→ Goal:
Reproduce verbatim every line from the one that includes "Pick-planner input: for every instance of the man's head" to the closing line of the entries; omit everything before it.
___ Given data ___
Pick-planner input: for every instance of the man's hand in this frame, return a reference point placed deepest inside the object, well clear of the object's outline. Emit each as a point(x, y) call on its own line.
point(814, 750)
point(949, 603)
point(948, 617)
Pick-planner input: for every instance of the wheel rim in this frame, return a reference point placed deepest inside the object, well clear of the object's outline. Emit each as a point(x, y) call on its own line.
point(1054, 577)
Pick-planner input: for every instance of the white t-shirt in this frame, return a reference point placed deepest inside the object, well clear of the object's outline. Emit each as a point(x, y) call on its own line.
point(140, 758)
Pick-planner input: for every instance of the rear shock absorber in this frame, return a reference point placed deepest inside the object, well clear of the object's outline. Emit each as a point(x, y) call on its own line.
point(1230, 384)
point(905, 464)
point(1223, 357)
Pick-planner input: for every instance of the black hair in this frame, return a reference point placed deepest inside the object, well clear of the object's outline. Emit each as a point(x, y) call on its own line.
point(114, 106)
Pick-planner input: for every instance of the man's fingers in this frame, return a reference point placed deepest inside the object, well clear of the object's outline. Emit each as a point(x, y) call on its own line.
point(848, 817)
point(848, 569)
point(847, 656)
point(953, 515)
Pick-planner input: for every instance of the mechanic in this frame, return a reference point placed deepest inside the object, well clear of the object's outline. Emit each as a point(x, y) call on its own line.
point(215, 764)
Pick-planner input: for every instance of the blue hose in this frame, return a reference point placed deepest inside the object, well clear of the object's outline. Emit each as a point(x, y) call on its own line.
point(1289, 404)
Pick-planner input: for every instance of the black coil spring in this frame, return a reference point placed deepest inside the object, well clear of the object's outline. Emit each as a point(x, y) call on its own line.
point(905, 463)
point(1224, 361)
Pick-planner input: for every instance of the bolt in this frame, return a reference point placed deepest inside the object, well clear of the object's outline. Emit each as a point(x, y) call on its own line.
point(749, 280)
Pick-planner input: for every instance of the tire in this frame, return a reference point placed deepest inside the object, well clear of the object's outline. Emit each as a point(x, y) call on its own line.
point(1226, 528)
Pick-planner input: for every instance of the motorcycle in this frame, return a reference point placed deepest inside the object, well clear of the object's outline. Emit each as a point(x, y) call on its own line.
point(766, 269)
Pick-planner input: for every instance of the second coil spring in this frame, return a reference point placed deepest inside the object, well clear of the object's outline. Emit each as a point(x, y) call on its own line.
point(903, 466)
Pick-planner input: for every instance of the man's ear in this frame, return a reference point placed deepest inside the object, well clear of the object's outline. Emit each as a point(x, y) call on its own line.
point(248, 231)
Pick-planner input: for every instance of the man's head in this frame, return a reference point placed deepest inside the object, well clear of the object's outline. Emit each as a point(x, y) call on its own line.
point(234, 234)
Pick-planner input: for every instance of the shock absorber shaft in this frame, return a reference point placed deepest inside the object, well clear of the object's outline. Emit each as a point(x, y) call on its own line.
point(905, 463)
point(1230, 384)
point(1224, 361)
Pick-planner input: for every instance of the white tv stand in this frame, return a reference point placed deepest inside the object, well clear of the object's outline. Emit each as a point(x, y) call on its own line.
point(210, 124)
___
→ Task answer:
Pick-planner input: for every instance of the man's head in this frame, return a reference point placed deepest inside the object, well clear of the object's outline. Emit each as a point(x, y) call on its own line.
point(234, 234)
Pick-planner input: for every instance of the shock absorber shaft in this frame, return a reference point placed deepest inside the object, well clear of the object's outline. Emit each as a point(x, y) call on its own line.
point(905, 463)
point(1230, 384)
point(1224, 361)
Pick-planner input: for every instance of the white tv stand in this frame, return a reference point placed deepest inside the object, well clear of the object's outline. Emit each as a point(x, y) call on its own line.
point(210, 124)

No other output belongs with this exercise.